» **EXERCISE REQUIREMENTS**:
a – In the basketball article, what seed did the Warriors hold in the tournament?
b – Rewrite part of the basketball article, swapping "Edgewood" for "Lawrence". Begin at the words "It helped 6-7" and stop after "through the season.".
c – Write the next part of the basketball article, picking up right after its final sentence.

» **TEXT SHOWN**:
The Warriors record may be a little deceptive in that they played a rather challenging non-conference schedule. They lost by two to 20-win Whitworth, by nine to unbeaten Lawrence, by 13 to WIAC champ UW-Whitewater, and 15 to Washington U. Perhaps the reward for that came at season’s end when the No. 3 tournament seed, with the help of some upsets, got to host three straight games.
“I always believe that if you can do your best stuff against those teams, you’ll be good later in the year,” Noon said, noting that the one benefit of those games was that it got a lot of inexperienced players a chance to play top competition.
It helped 6-7 forward Brian Hagel, who dominated the glass in the LMC Tournament, grabbing 35 rebounds in three games after averaging six caroms per contest the rest of the season. It helped slasher Stean Spath, who was 12-for-20 from the field in that same stretch and had 16 points in the championship game win over Edgewood. And, it helped Jiles, who led the team in scoring in all three games and paced the team at 14.8 points per game through the season.
“Lewis is a fierce player,” Noon said. “He’s a very good defender with great hands. He’s also a scorer. He’s shooting the ball very well and right now, that’s helping us a lot.”
They’re here because their ‘flash of brilliance’ came at the right time
Plattsburgh State men’s coach Tom Curle joked that the reason the school hadn’t won a SUNYAC title outright in 30 years was probably because “They were recruiting guys like me. They had to recruit guys who were better than me.”

» **INFORMATION GIVEN**:

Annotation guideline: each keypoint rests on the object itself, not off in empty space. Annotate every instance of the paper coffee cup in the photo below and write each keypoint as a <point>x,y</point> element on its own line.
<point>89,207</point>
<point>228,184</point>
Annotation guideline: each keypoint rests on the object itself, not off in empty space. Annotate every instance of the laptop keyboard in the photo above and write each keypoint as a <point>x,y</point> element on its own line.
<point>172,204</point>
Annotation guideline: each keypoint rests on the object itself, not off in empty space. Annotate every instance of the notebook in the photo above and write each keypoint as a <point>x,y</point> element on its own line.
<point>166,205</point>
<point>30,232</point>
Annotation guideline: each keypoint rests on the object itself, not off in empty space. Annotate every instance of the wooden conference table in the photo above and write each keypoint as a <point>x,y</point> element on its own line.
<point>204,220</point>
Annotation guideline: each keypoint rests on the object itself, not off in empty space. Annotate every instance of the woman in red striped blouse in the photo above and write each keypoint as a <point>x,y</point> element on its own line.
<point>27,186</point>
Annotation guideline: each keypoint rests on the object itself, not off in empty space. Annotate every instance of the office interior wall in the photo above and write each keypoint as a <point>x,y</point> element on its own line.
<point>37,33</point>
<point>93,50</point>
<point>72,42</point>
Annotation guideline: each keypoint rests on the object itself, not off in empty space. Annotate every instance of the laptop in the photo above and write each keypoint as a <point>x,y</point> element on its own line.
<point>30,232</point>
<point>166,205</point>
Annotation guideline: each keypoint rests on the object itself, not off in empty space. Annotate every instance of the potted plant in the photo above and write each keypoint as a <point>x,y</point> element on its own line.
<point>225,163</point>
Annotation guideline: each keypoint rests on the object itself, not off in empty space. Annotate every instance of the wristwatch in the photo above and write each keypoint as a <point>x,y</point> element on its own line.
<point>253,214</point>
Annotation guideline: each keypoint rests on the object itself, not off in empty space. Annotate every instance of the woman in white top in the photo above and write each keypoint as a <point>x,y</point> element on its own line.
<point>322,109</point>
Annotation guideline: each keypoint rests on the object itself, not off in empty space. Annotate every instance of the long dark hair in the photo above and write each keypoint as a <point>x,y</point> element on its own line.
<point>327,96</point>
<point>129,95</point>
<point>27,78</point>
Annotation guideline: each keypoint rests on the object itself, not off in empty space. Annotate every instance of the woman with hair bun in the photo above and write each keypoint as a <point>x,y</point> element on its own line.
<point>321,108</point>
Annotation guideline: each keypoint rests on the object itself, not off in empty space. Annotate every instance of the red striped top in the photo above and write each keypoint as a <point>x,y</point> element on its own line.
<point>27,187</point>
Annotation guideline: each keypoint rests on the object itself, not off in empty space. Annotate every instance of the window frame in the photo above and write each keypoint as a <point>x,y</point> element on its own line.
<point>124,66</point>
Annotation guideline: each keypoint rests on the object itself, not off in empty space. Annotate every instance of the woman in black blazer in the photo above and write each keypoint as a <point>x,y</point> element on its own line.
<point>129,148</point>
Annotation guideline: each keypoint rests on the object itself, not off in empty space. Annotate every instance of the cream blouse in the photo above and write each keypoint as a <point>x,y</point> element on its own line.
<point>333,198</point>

» **RESULTS BY TASK**:
a – They were the No. 3 seed.

b –
It helped 6-7 forward Brian Hagel, who dominated the glass in the LMC Tournament, grabbing 35 rebounds in three games after averaging six caroms per contest the rest of the season. It helped slasher Stean Spath, who was 12-for-20 from the field in that same stretch and had 16 points in the championship game win over Lawrence. And, it helped Jiles, who led the team in scoring in all three games and paced the team at 14.8 points per game through the season.

c –
Curle’s alma mater went from being the No. 6 seed to league champs in a postseason tournament that lived up to its wide-open billing. The Cardinals upset Brockport, Oswego and SUNYIT in succession. It is the school’s first NCAA Tournament appearance since 1995. They’ll face Hamilton, a school that has beaten them eight prior times, including Plattsburgh’s last NCAA outing.
“We had shown flashes of brilliance, but we had been up and down,” said Curle, whose team was 8-8 in regular-season play and was inconsistent enough to beat second place Oswego twice in three meetings, but lost to ninth-place Fredonia State and 10th-place Oneonta State. “(SUNYIT coach) Tom Murphy said that if we ran the same tournament again, another team would’ve won it. It came down to who got hot. I guess this happened to be our week.”
The funny thing about Curle’s initial remark is that it was a player similar to the head coach — one who sat the bench patiently for three seasons before moving into a starting role- who made the biggest jump in the big spot. Senior 6-7 forward Brian Hatch, who averages 6.5 points per game, scored a career-best 21 in the SUNYAC championship game.
“Brian is a great Division III story,” Curle said. “He worked and worked and worked and got himself to become a bona fide player. This year, he was rewarded.”
Curle, in his third season after previously coaching at SUNYIT, Division II Post University (Conn.) and in the junior college ranks, has had significant transfers come in to give the squad a significant upgrade. Anthony Williams transferred in from Morgan State after sitting out for nearly two years to help raise his newborn child. He was the team’s second-leading scorer this season as a sophomore and scored 26 points in helping the Cardinals overcome a 10-point deficit in the final five minutes of the semifinals. Travis Gorham, the team’s top rebounder (9.0 per game) is a transfer from Curle’s former school, Post. The team’s leading scorer and best defender, 6-6 forward Kris Gibbs-Smith (18.4 points, 6.4 rebounds), came to the program in 2003 after two years at Division II Mansfield.
“The definitive word with us is team,” Curle said. “People might say that we had more talent the last two seasons, but in terms of each player making sacrifices, this is the best team. We went into the tournament expecting to win it. Now, I told them that they’re champions and we should approach the NCAA with that in mind.”